Comme collectionneurs, les Richardson relient le XVIIe siècle, l'ère de Lely, au XVIIIe siècle, la période d'un Reynolds. Le père est en Angleterre la figure la plus notoire parmi les amateurs de dessins au début du XVIIIe siècle. Si l'on pense aux superbes collections dispersées de son vivant : Lely, Lankrink, Lord Somers, son ami le poète Prior, Talman, Gautier, etc., on se rend compte de quelles occasions alléchantes il a pu profiter. Son œil sûr lui permettait de triompher de ces compétiteurs, fussent-ils souvent plus riches. On dit qu'il hérita d'une bonne partie de ses dessins de son maître Riley († 1691), dont il avait épousé la nièce. Il vérifia pour Lord Somers les dessins acquis par ce collectionneur de l'héritier de l'évêque d'Arezzo et qui avaient été réunis par Padre Resta (voir au L.2992). A cette occasion Richardson en obtint un certain nombre pour lui-même. On le voit, les Richardson ne se bornaient pas à leur propre collection, circonstance dont ils surent tirer profit. Ils arrangèrent aussi les superbes collections du Duke of Devonshire et du Earl of Pembroke, et procurèrent nombre de belles feuilles à ces amateurs. Ce commerce, on le pense bien, ne fut pas sans avantages. La vente après le décès de Richardson père ne comprenait pas moins de 4749 dessins, et selon Walpole (Anecdotes II p. 277) il en restait encore qui ne furent dispersés que dans la vente du fils en 1772. Il avait également collectionné des sculptures et des tableaux ; ces derniers (112 nos) firent £ 700 à sa vente (selon Walpole, mais Vertue ne dit que £ 500).
Richardson père avait l'habitude de marquer au verso les dessins ou leurs montures de majuscules et de chiffres désignant ses portefeuilles (voir au L.2983). Les marques reproduites ci-contre [L.2183 et L.2184] servirent seulement pour les dessins. Fagan attribue à tort la marque L.2183 au jeune Richardson. Voir des spécimens de ses annotations aux L.2993-2996.

==============================

- _Consigne 1_
Dressez la liste des collections qui, selon l'extrait, furent dispersées du vivant de Richardson père.
- _Consigne 2_
Reproduisez le passage de l'extrait qui commence à « Richardson père avait » et se termine à « annotations aux L.2993-2996. ».

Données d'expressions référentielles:
==============================

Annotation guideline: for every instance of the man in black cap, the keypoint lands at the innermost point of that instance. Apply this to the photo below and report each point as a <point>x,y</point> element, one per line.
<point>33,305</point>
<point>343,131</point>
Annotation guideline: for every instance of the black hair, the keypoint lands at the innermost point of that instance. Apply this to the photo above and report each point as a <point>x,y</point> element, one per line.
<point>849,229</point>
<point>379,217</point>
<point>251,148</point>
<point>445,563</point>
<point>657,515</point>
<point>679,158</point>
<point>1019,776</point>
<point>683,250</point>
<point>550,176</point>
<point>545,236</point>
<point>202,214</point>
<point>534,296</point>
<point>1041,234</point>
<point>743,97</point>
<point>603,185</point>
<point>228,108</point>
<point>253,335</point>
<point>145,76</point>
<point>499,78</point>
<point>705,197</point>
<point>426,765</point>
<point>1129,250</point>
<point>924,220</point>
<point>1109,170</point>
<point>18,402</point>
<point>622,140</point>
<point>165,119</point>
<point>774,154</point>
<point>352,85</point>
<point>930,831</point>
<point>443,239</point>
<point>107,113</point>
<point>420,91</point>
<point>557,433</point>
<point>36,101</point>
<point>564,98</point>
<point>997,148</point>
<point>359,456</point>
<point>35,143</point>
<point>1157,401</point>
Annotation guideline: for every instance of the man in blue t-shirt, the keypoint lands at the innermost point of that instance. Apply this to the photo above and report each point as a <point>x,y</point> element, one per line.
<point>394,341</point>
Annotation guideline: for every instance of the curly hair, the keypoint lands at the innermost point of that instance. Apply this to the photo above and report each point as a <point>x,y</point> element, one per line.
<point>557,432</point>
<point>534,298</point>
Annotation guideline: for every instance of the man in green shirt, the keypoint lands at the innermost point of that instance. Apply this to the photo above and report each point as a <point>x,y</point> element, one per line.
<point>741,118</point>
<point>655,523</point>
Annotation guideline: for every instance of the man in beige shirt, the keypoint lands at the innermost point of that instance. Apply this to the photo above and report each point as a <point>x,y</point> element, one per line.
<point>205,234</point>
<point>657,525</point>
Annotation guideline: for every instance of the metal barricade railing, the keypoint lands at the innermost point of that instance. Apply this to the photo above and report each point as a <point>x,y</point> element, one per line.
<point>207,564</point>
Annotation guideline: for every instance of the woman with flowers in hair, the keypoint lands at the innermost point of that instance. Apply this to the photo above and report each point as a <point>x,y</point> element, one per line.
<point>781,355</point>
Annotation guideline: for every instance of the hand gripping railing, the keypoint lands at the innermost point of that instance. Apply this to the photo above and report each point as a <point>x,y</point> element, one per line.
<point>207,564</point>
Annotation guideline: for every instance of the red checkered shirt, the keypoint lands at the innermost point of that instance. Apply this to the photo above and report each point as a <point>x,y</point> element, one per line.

==============================

- _Zone de réponse 1_
Lely, Lankrink, Lord Somers, le poète Prior, Talman, Gautier

- _Zone de réponse 2_
Richardson père avait l'habitude de marquer au verso les dessins ou leurs montures de majuscules et de chiffres désignant ses portefeuilles (voir au L.2983). Les marques reproduites ci-contre [L.2183 et L.2184] servirent seulement pour les dessins. Fagan attribue à tort la marque L.2183 au jeune Richardson. Voir des spécimens de ses annotations aux L.2993-2996.